The idea of “practicing simplicity” is a discipline that I’ve tried to incorporate into my own lifestyle for a while now. This is not some innovative new trend I’ve discovered, you only need look around you at the wealth of organic food cafes, the current trend in home decor for clean Scandinavian lines and simplicity, or the yoga havens, but it does seem that the more I clean up my lifestyle, in terms of what I put in my mouth, how I plan my day, and most importantly, how I plan my relaxation time, the more I get out of my life. When I remember to approach everything with a calmer, more rational approach, rather than my scatty, “me first”, impulsive alter ego, everything turns out so much better.

 

I settled a client into her new home last week. With three young boys, she was telling me about how guilty she felt for not letting them do a certain sport at the weekend because it clashed with another, and was simply too hard to coordinate with her husband who is often away.

 

‘Anyway,’ she said, ‘I want them to make the most of the beach while we’re here.’

 

Like many of my generation of Xers, I imagine, I don’t remember doing any extra-curricular activities as a child, except for Brownies and Sunday School. Forgive me for showing my age by harking back to the simple pleasures of riding our bikes in the street, playing with the neighbours kids and learning through exploration, because I do wonder how much value our kids get today from being shunted through busy traffic from one activity to the next, after a full day of interaction at school. I’m not shaming, because I did the same with my own kids, and as I admitted to this mum, if I could turn the clock back I would do things differently now – especially with a kid with ADHD. Children need time to relax and reflect on the day, to be given the chance to talk, ask questions and cement close relationships.

→ How to complete this task
Can you transcribe the stretch of the passage on practicing simplicity from "Like many of" through "cement close relationships."? The material isn't needed here.

→ Dataset records
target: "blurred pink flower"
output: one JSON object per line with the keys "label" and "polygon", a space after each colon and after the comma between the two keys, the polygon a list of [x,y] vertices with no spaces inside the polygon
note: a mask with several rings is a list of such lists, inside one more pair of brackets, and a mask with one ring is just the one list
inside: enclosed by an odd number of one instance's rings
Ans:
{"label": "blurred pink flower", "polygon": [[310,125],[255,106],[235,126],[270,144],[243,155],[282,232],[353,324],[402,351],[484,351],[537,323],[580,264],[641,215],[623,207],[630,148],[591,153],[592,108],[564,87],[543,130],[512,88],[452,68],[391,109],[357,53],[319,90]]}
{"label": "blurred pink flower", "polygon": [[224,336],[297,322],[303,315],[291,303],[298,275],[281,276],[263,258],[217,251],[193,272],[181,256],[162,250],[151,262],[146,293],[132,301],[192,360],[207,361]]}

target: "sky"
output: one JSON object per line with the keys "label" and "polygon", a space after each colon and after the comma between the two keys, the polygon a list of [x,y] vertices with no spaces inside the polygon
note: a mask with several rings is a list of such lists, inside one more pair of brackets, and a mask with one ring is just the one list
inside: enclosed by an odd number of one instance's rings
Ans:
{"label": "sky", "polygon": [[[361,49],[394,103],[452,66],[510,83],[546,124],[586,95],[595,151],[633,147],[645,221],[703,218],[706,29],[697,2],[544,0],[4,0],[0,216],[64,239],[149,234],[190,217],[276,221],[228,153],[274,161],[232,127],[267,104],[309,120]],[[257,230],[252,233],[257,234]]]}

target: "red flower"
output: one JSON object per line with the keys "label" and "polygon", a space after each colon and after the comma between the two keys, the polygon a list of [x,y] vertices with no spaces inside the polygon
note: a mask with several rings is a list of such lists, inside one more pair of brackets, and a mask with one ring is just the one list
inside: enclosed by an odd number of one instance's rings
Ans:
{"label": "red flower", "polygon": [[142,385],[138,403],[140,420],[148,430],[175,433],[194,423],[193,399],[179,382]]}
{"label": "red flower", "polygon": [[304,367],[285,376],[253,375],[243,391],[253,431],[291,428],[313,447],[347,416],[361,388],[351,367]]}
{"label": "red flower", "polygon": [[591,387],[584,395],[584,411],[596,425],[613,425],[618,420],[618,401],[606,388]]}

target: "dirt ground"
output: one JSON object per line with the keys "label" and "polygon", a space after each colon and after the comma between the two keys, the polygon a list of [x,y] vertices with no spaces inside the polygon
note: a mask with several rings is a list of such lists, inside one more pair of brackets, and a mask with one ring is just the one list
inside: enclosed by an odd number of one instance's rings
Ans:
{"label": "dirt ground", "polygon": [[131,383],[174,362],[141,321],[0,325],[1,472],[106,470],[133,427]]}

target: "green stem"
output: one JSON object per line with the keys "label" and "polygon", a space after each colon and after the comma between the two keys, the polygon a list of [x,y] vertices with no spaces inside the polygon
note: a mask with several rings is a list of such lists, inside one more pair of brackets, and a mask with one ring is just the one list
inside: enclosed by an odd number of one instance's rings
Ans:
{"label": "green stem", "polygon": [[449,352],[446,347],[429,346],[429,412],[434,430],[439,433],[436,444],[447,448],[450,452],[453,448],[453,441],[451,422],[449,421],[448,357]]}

→ Task response
Like many of my generation of Xers, I imagine, I don’t remember doing any extra-curricular activities as a child, except for Brownies and Sunday School. Forgive me for showing my age by harking back to the simple pleasures of riding our bikes in the street, playing with the neighbours kids and learning through exploration, because I do wonder how much value our kids get today from being shunted through busy traffic from one activity to the next, after a full day of interaction at school. I’m not shaming, because I did the same with my own kids, and as I admitted to this mum, if I could turn the clock back I would do things differently now – especially with a kid with ADHD. Children need time to relax and reflect on the day, to be given the chance to talk, ask questions and cement close relationships.